Goal 1:
Reproduce the rows word for word, from the first row through the line that contains "x=564, y=310", including both of those lines, and omit the pictures from your copy.

Document segment:

• • • • •

Now the dreaded screen time question. Is it having a negative impact on us and our children? Reports on the subject are a real mixed bag and this recent study suggests that there is little evidence of a link between screen time to general wellbeing. In fact, Dr Bernadka Dubicka, chair of the child and adolescent faculty at the Royal College of Psychiatrists, is more concerned about the damaging content that children can access online rather than the overall amount of time spent on a device.
That said, they still recommend not using a phone for at least one hour before bed and also encourage the dinner table to be a phone free zone.
Fusion Spaces’ thoughts
As with many things, moderation is key, and it’s important to know what a healthy dose of connectedness is for you, personally. Aim to create boundaries around time and exposure, stop and take breaks if you feel anxious or overwhelmed.
By putting your phone down, you can spend more quality time with your friends and family. Staying in touch on social media is useful, but it doesn’t compare to seeing people face-to-face. Let people know you’re switching off, remember it’s ok to disconnect.
Putting your phone away before bedtime will help you sleep better as it stops you over stimulating your brain when you are trying to wind down.
Putting your phone down and just being in the moment, looking around you and simply being present aids mindfulness and reminds you of your surroundings.
As you can see there are benefits in stepping away from your phone and not allowing it to dominate so many aspects of your life. It’s time to disconnect our phones and reconnect with who and what matters and most importantly ourselves.

• • • • •

Extracted records:

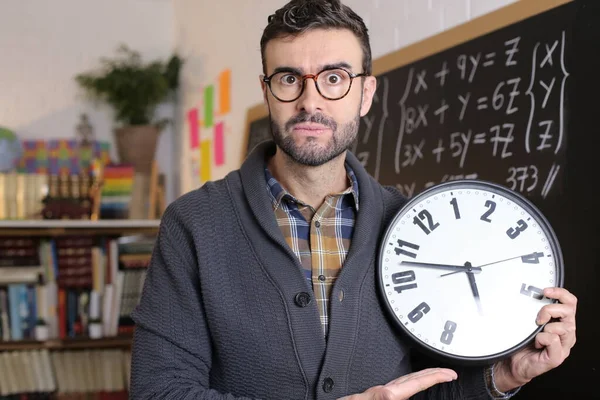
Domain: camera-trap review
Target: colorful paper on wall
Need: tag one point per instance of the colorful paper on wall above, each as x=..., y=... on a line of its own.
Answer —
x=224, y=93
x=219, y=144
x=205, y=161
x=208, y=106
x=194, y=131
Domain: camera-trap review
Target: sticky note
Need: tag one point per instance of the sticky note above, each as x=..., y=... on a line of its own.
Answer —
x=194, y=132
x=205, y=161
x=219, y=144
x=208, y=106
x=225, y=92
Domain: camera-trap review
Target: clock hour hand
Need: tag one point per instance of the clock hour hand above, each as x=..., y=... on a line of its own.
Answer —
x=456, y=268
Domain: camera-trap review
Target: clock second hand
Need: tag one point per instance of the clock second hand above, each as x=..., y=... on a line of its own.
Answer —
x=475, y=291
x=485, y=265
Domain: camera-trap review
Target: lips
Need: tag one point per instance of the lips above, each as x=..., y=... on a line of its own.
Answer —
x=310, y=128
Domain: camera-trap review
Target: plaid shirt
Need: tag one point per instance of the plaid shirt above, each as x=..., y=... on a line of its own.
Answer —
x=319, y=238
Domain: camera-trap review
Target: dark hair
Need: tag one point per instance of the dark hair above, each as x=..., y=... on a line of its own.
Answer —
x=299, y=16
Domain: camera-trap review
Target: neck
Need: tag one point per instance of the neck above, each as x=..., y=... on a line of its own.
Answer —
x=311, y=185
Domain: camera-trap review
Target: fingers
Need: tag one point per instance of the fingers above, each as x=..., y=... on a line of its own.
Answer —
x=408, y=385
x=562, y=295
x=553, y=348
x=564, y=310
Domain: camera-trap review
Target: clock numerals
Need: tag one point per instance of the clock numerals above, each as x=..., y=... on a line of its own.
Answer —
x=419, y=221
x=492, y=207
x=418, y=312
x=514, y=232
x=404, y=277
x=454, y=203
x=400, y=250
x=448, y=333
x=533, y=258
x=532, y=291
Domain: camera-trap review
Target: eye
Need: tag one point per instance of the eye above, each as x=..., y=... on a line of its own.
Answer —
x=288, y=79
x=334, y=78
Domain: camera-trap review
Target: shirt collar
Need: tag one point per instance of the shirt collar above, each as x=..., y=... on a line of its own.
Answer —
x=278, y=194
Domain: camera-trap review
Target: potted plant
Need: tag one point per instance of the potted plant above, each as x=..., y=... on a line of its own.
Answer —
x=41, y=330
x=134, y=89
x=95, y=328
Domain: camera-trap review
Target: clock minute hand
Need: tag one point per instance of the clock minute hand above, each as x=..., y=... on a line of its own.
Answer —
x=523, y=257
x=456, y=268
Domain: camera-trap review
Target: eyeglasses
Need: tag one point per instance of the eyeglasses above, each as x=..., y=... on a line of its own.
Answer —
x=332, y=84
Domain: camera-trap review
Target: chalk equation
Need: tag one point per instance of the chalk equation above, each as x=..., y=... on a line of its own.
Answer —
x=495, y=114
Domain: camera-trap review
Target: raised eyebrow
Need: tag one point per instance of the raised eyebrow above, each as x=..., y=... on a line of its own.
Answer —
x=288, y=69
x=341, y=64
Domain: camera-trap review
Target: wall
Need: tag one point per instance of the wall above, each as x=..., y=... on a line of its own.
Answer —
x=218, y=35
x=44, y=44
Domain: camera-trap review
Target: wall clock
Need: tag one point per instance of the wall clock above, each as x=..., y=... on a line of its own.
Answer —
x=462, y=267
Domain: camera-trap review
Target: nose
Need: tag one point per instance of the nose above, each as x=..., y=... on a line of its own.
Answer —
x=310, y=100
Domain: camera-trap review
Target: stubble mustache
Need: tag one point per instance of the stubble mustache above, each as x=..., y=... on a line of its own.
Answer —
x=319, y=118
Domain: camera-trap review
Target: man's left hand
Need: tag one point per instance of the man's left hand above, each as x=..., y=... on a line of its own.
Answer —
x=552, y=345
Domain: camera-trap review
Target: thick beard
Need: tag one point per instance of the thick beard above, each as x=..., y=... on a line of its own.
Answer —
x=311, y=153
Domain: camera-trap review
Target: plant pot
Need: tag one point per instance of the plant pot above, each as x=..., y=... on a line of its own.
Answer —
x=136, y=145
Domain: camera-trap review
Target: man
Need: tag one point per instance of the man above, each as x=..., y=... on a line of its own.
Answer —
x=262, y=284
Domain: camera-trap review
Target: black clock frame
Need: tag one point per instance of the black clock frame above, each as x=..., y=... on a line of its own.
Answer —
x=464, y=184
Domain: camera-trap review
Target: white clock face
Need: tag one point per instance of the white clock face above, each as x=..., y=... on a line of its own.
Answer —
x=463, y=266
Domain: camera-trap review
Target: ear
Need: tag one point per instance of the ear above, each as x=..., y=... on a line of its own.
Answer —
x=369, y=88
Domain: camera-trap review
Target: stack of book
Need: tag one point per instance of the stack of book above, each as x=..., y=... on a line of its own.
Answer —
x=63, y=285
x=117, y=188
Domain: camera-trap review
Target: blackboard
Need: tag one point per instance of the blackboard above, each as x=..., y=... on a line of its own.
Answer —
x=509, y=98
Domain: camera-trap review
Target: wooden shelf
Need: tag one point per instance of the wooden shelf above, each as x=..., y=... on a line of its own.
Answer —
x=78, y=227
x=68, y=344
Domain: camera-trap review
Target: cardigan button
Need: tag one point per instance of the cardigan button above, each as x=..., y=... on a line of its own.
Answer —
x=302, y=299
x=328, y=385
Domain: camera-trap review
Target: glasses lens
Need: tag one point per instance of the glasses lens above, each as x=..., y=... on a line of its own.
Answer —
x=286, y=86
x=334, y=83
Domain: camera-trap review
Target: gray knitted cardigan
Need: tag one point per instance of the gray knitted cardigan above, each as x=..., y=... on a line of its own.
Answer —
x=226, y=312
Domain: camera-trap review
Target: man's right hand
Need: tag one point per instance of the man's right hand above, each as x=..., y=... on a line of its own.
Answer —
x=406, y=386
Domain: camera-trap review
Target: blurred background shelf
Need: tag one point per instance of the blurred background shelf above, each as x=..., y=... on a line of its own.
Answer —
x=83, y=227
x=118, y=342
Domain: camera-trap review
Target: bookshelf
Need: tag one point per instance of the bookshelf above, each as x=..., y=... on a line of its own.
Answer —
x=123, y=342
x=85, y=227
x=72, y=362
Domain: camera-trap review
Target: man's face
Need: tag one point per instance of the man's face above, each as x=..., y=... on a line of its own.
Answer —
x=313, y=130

• • • • •

Goal 2:
Using the piece on screen time, explain why putting your phone away before bedtime is said to help you sleep better.

Full solution 1:
Domain: camera-trap review
Target: colorful paper on wall
Need: tag one point per instance of the colorful paper on wall above, each as x=..., y=... on a line of its own.
Answer —
x=224, y=93
x=219, y=144
x=205, y=161
x=208, y=106
x=194, y=131
Domain: camera-trap review
Target: sticky note
Need: tag one point per instance of the sticky note above, each as x=..., y=... on a line of its own.
Answer —
x=194, y=132
x=205, y=161
x=219, y=144
x=208, y=106
x=225, y=92
Domain: camera-trap review
Target: clock hour hand
Need: tag one point per instance of the clock hour hand above, each as x=..., y=... on a line of its own.
Answer —
x=456, y=268
Domain: camera-trap review
Target: clock second hand
Need: tag one point per instance of the clock second hand above, each as x=..., y=... on a line of its own.
Answer —
x=475, y=291
x=485, y=265
Domain: camera-trap review
Target: lips
Need: tag one point per instance of the lips above, each as x=..., y=... on a line of its own.
Answer —
x=310, y=128
Domain: camera-trap review
Target: plaid shirt
Need: tag one point per instance of the plaid shirt above, each as x=..., y=... on a line of its own.
Answer —
x=319, y=238
Domain: camera-trap review
Target: dark hair
Need: tag one point per instance of the dark hair above, each as x=..., y=... on a line of its own.
Answer —
x=299, y=16
Domain: camera-trap review
Target: neck
Need: tag one point per instance of the neck above, each as x=..., y=... on a line of its own.
Answer —
x=311, y=185
Domain: camera-trap review
Target: fingers
Need: tag one point per instance of the fingers above, each as x=..., y=... on a line of its own.
Answer —
x=408, y=385
x=562, y=295
x=553, y=348
x=564, y=310

Full solution 2:
Putting your phone away before bedtime helps you sleep better because it stops you from overstimulating your brain while you are trying to wind down.